I haven’t posted for a while on my blog. I have mostly analyzed, read and took advice from other bloggers. Especially those who travel. And it can come handy when you ask yourself: is being an expat still such a good thing when you see all of those people visiting places far away from home? Or is it just not a trend as it was before when traveling was reserved only to the wealthiest?
Well let me just say that in china, even though they are more used to seeing foreign people, they are still really excited when they meet one or randomly see you in the treets.
I had the pleasure of meeting really nice people in the streets of Beijing, and yes being from Belgium was as interesting to them as being from a fancier country such as France, the US or Russia (most countries represented in Beijing).
Then again, when I went back to Europe and traveled, I realized this “trendy” aspect of you is kinda similar in other countries where they actually don’t think you’re from their country (and obviously don’t speak the language). But in Europe, European people are used to see foreigners. They even have less interests if foreigners are from far away countries like us when we go there because we, Europeans, are huge travelers.
- Afraid of violence? Preach the Chinese ‘keep it calm’ way of life!
I live in Europe. Europe has been targeted by terrorists and some countries have suffered atrocities.
But I live in a country where threats are not from outside only. Far from there. People from here can be mean, disrespectful and violent to one another. The sad truth is, since I got back, I haven’t felt safe in my own hometown. How is that? Simple: Chinese government may be a dictatorship, yet people are (over)protected.
I had the same feeling when I went to Ibiza this summer. The safety over there is nothing to compare to what we have in Belgium or even France.
Don’t get me wrong, I love our country, as I love strolling in the streets of Paris, Lille and other cities but… when you come home after 2 am (or later on big nights out), you don’t feel that good walking around creepy narrow dark streets. Coming back from clubs or restaurants or friends apartment back in Beijing (or even Ibiza), I felt safe enough to even take weird narrow streets, no threats on the horizon.
• • • • • • •
WHAT YOU WILL DO: In the blog post, which island did the writer visit this summer? The data below has nothing to do with the blog post.

GIVEN INFORMATION:
• • • • • • •
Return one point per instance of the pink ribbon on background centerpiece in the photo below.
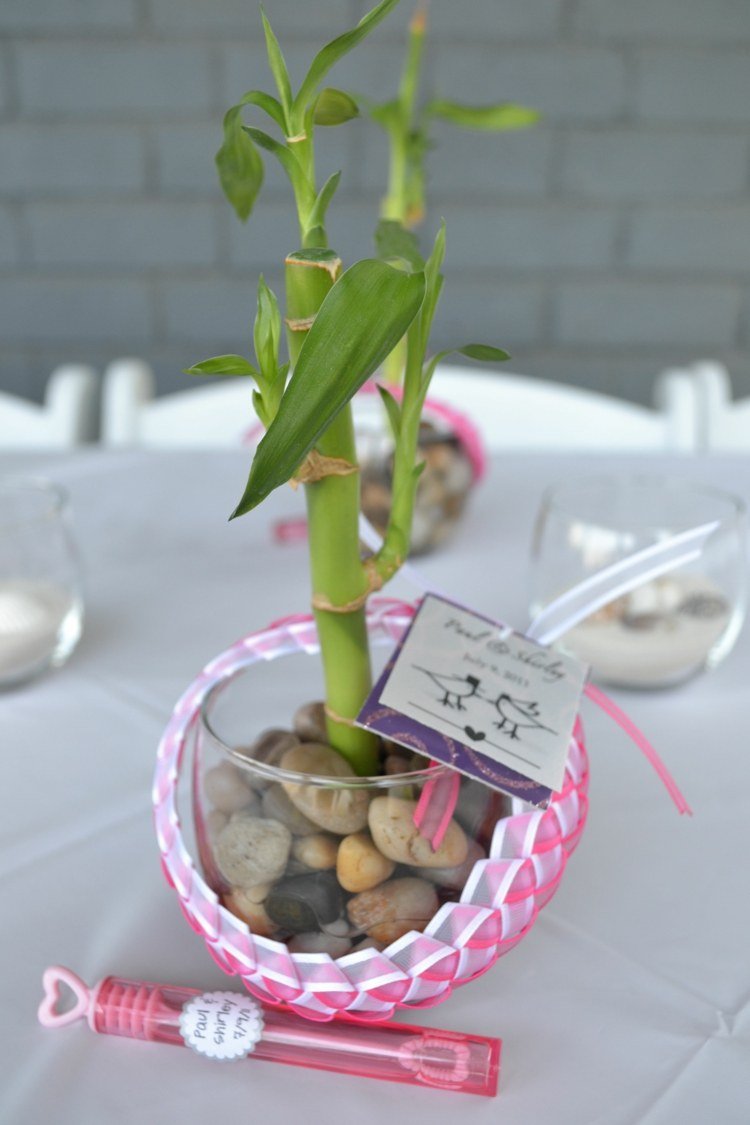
• • • • • • •
OUTPUT FOR THIS TASK: Ibiza